Can you reproduce the passage on the origins of this volume about Middle Eastern Jewish history word for word?

::: SOURCE PASSAGE

This volume began with an informal discussion by the three editors at the annual meeting of the American Historical Association in 1992. Recognizing the proliferation in the United States of college and university departments in both Middle Eastern and Jewish history, we noted the increasing interest in the role of Middle Eastern and North African Jews in shaping their societies. However, even with the significant monographs that have appeared since the 1980s highlighting aspects of the history and culture of the Jews in the Ottoman Empire, Eretz Israel (Palestine), Iran, North Africa, and their successor states of the twentieth century, we, like many of our colleagues, were frustrated that no one had done a coherent synthesis to present to our students in our courses on Jews of the modern Middle East.
This lacuna in both Jewish and Middle Eastern studies is partly because general histories of the region write Jews out of the standard narrative. As part of the religious and ethnic mosaic that was traditional Islamic society, Jews were but one among numerous minorities. As dhimmis, they played a subordinate role in the dominant Muslim society and appear intermittently, most notably as individuals who participated in certain economic niches.

::::::
::: DATA LINES

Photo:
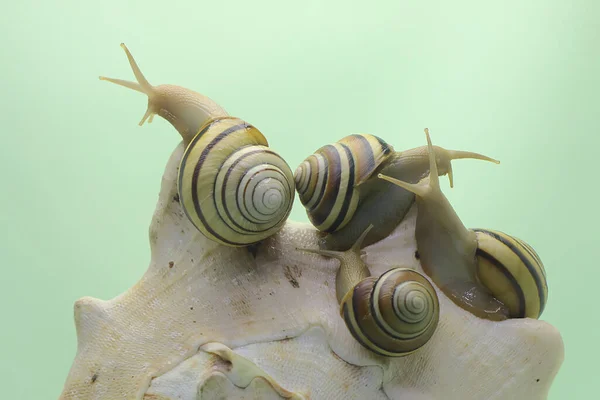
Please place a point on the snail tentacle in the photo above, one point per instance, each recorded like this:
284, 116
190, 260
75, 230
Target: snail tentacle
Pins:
232, 187
185, 109
336, 185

::::::

=== ANSWER FOR THE TASK ===
This volume began with an informal discussion by the three editors at the annual meeting of the American Historical Association in 1992. Recognizing the proliferation in the United States of college and university departments in both Middle Eastern and Jewish history, we noted the increasing interest in the role of Middle Eastern and North African Jews in shaping their societies. However, even with the significant monographs that have appeared since the 1980s highlighting aspects of the history and culture of the Jews in the Ottoman Empire, Eretz Israel (Palestine), Iran, North Africa, and their successor states of the twentieth century, we, like many of our colleagues, were frustrated that no one had done a coherent synthesis to present to our students in our courses on Jews of the modern Middle East.
This lacuna in both Jewish and Middle Eastern studies is partly because general histories of the region write Jews out of the standard narrative. As part of the religious and ethnic mosaic that was traditional Islamic society, Jews were but one among numerous minorities. As dhimmis, they played a subordinate role in the dominant Muslim society and appear intermittently, most notably as individuals who participated in certain economic niches.